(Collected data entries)

··········

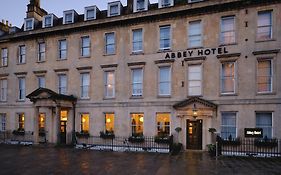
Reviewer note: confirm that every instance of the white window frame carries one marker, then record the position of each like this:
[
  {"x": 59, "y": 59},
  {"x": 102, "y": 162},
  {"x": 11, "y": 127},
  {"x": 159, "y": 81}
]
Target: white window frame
[
  {"x": 62, "y": 89},
  {"x": 271, "y": 76},
  {"x": 90, "y": 8},
  {"x": 190, "y": 79},
  {"x": 109, "y": 6},
  {"x": 233, "y": 77},
  {"x": 135, "y": 6},
  {"x": 165, "y": 38},
  {"x": 3, "y": 89},
  {"x": 22, "y": 88},
  {"x": 190, "y": 36},
  {"x": 4, "y": 57},
  {"x": 137, "y": 41},
  {"x": 26, "y": 21},
  {"x": 169, "y": 81},
  {"x": 84, "y": 88},
  {"x": 161, "y": 3}
]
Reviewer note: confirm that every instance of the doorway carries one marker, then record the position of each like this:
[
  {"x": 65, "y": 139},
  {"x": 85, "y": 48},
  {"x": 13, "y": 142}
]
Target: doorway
[
  {"x": 63, "y": 125},
  {"x": 194, "y": 134}
]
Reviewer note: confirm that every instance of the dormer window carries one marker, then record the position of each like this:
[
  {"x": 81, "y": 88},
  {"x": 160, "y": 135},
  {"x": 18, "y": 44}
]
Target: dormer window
[
  {"x": 90, "y": 13},
  {"x": 165, "y": 3},
  {"x": 69, "y": 16},
  {"x": 114, "y": 9},
  {"x": 140, "y": 5},
  {"x": 28, "y": 24}
]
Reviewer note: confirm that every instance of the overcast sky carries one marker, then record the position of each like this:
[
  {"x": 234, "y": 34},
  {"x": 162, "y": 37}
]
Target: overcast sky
[{"x": 15, "y": 10}]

··········

In your copy of the entries above, keep the text exact and leave out the pictures.

Solution below -
Reviewer note: confirm that every instance of the white window frame carries one marker, then record the position of each like this:
[
  {"x": 59, "y": 59},
  {"x": 102, "y": 162},
  {"x": 11, "y": 127},
  {"x": 159, "y": 81}
]
Target: white window frame
[
  {"x": 62, "y": 89},
  {"x": 271, "y": 76},
  {"x": 90, "y": 8},
  {"x": 190, "y": 79},
  {"x": 109, "y": 6},
  {"x": 233, "y": 77},
  {"x": 135, "y": 6},
  {"x": 165, "y": 38},
  {"x": 3, "y": 89},
  {"x": 22, "y": 88},
  {"x": 190, "y": 36},
  {"x": 4, "y": 57},
  {"x": 137, "y": 41},
  {"x": 26, "y": 21},
  {"x": 169, "y": 81},
  {"x": 84, "y": 88},
  {"x": 161, "y": 3}
]
Reviewer note: confirm that every instance of the doorway carries one marker, then record the position of each like this:
[
  {"x": 65, "y": 139},
  {"x": 85, "y": 48},
  {"x": 13, "y": 142}
]
Target: doorway
[
  {"x": 63, "y": 125},
  {"x": 194, "y": 134}
]
Reviewer note: confirm that every instance of the dormer window carries one marker, then record the position of each like this:
[
  {"x": 81, "y": 88},
  {"x": 160, "y": 135},
  {"x": 18, "y": 44}
]
Target: dormer window
[
  {"x": 90, "y": 13},
  {"x": 165, "y": 3},
  {"x": 69, "y": 16},
  {"x": 114, "y": 9},
  {"x": 140, "y": 5},
  {"x": 28, "y": 24}
]
Reviewer note: confirm that every instance of the overcast sky carries one marker, then record the position of each like this:
[
  {"x": 234, "y": 34},
  {"x": 162, "y": 37}
]
Target: overcast sky
[{"x": 15, "y": 10}]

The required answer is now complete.